=== TASKS ===
[A] In the text on modular reduction by table lookup, what two kinds of components are the optimal two-level modular reduction circuits synthesized from?
[B] Return every line of the entries below that contains the string "positive".

=== PROVIDED TEXT ===
# # # #

# Modular Reduction by Multi-Level Table Lookup

#### Behrooz Parhami

Department of Electrical and Computer Engineering University of California Santa Barbara, CA 93106-9560, USA

#### **Abstract**

Common designs for reducing the lookup table size in modular reduction (computing of residues) all require peripheral logic in the form of multiplexers and/or (multi-operand) adders. We derive optimal two-level modular reduction circuits that are synthesized from lookup tables and pipeline latches only. We compare three such purely tabular realizations in terms of total table size. Extensions to more than two lookup levels, for gaining higher throughput, are also briefly discussed.

#### 1. Introduction

Table lookup is an attractive method for function evaluation in VLSI signal processing applications since it leads to the replacement of irregular areaintensive random-logic structures with much denser memory arrays. Hence, increasingly, designs of computer arithmetic circuits are being based on table lookup, either as the primary computational scheme or for obtaining good initial approximations for speeding up iterative computations.

Modular reduction is the process of finding the remainder (residue) of a given input z with respect to a fixed modulus p. The computation of  $z \mod p$ , or  $|z|_p$ , is needed in binary-to-residue conversion, as a final step within modular arithmetic operations, and for error checking based on residue codes. Many researchers have studied the use of tabular methods for modular reduction, especially in the context of binary-to-RNS (residue number system) conversion [1-4, 7-9, 13-14]. A commonly used method for this purpose is to obtain the residues corresponding to various segments of the input operand and then use a multi-operand modular adder to find the final residue [6, 10-11].

Let m-1 be the largest possible value for the unsigned input z (i.e., 0 < z < m). The binary representation of z thus has  $b = \lceil \log_2 m \rceil$  bits. Residues mod p are represented as d-bit binary numbers  $(d = \lceil \log_2 p \rceil)$ . We assume that tables of size  $O(2^{2d}) = O(p^2)$  are practical. Our discussion thus does not cover the situation where fairly large (say 32-bit) residues are used to speed up arithmetic on huge (hundreds of bits long) numbers of the type needed for RSA encryption [5, 12].

# # # #

=== EXERCISE INPUT ===

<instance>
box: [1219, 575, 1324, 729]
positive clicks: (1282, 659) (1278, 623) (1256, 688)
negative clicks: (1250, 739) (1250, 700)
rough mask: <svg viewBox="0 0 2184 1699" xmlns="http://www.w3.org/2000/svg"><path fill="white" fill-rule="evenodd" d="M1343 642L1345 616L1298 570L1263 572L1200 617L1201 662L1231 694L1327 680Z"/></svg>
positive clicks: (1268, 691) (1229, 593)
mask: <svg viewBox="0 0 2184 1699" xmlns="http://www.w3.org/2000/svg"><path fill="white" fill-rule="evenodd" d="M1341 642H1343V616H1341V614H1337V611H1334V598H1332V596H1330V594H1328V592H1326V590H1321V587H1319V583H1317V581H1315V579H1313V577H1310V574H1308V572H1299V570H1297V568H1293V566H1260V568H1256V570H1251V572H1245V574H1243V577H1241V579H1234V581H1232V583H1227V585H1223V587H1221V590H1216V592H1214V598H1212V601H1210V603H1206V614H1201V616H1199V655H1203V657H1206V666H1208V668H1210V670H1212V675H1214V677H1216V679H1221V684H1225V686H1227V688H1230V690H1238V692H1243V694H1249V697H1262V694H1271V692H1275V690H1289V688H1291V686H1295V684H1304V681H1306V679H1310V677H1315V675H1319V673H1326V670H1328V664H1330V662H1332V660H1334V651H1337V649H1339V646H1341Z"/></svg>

# # # #

=== TASK ANSWERS ===
[A] Lookup tables and pipeline latches.

[B]
positive clicks: (1282, 659) (1278, 623) (1256, 688)
positive clicks: (1268, 691) (1229, 593)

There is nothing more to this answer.